Reproduce the records below with every "stainless steel" replaced by "brushed steel", keeping all other text unchanged.

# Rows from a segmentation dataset
● ● ● ●

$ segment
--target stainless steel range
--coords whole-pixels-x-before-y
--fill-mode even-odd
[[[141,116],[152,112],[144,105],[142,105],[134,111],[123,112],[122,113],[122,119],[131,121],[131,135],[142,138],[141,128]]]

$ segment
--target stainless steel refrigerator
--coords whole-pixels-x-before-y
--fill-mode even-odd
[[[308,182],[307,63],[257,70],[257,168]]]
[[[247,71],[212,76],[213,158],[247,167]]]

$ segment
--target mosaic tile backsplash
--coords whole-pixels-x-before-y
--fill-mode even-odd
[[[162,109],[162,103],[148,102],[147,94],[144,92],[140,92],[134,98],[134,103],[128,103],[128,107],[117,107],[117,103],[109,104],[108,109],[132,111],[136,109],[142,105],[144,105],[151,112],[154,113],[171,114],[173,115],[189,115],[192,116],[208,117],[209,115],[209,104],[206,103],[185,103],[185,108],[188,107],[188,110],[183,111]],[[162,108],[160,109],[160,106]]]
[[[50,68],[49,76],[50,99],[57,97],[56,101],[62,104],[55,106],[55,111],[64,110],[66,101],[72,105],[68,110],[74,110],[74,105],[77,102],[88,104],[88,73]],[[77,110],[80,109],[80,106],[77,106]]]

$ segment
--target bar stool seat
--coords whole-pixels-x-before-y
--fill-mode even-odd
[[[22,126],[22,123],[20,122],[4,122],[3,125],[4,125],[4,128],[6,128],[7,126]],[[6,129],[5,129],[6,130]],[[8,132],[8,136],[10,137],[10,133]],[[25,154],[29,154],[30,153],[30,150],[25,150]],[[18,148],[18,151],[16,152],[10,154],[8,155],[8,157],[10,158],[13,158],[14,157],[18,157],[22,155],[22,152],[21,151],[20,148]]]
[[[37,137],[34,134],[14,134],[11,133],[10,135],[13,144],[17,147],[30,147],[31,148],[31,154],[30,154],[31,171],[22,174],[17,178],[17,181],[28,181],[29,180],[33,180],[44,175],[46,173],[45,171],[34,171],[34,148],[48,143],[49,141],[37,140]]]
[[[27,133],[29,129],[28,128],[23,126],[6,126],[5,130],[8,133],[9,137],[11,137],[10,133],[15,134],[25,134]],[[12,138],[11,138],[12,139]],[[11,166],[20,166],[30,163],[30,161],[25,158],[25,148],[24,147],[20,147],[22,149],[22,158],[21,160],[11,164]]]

● ● ● ●

# THE RESULT
$ segment
--target brushed steel range
--coords whole-pixels-x-before-y
--fill-mode even-odd
[[[141,116],[152,112],[144,105],[142,105],[134,111],[123,112],[122,113],[122,119],[131,121],[131,135],[142,138],[141,128]]]

$ segment
--target brushed steel refrigerator
--coords whole-pixels-x-before-y
--fill-mode even-odd
[[[308,182],[307,63],[257,70],[257,168]]]
[[[247,71],[212,76],[213,158],[247,167]]]

$ segment
--target mosaic tile backsplash
--coords whole-pixels-x-before-y
--fill-mode even-odd
[[[162,109],[162,103],[148,102],[147,94],[144,92],[140,92],[134,98],[134,103],[128,103],[128,107],[117,107],[117,103],[109,104],[108,109],[132,111],[136,109],[142,105],[144,105],[151,112],[154,113],[171,114],[173,115],[189,115],[192,116],[208,117],[209,115],[209,104],[206,103],[185,103],[185,108],[188,107],[188,110],[183,111]],[[162,108],[160,109],[160,106]]]
[[[50,68],[49,76],[50,99],[57,97],[56,101],[62,104],[55,106],[55,111],[64,110],[66,101],[72,105],[68,110],[74,110],[74,105],[77,102],[88,104],[88,73]],[[77,110],[80,109],[80,106],[77,106]]]

$ segment
--target bar stool seat
--coords whole-pixels-x-before-y
--fill-mode even-odd
[[[22,126],[22,123],[20,122],[4,122],[3,125],[4,125],[4,128],[6,128],[7,126]],[[6,129],[5,129],[6,130]],[[8,132],[8,136],[10,137],[10,133]],[[25,154],[29,154],[30,153],[30,150],[25,150]],[[18,148],[18,151],[16,152],[10,154],[8,155],[8,157],[10,158],[13,158],[14,157],[18,157],[22,155],[22,152],[21,151],[20,148]]]
[[[37,137],[34,134],[14,134],[11,133],[10,135],[13,144],[17,147],[30,147],[31,148],[31,154],[30,154],[31,171],[22,174],[17,178],[17,181],[28,181],[29,180],[33,180],[44,175],[46,173],[45,171],[34,171],[34,148],[48,143],[49,141],[37,140]]]
[[[27,133],[29,129],[28,128],[23,126],[6,126],[5,130],[8,133],[9,137],[11,137],[10,133],[15,134],[25,134]],[[12,138],[11,138],[12,139]],[[11,166],[20,166],[30,163],[30,161],[25,158],[25,148],[24,147],[20,147],[22,149],[22,158],[21,160],[11,164]]]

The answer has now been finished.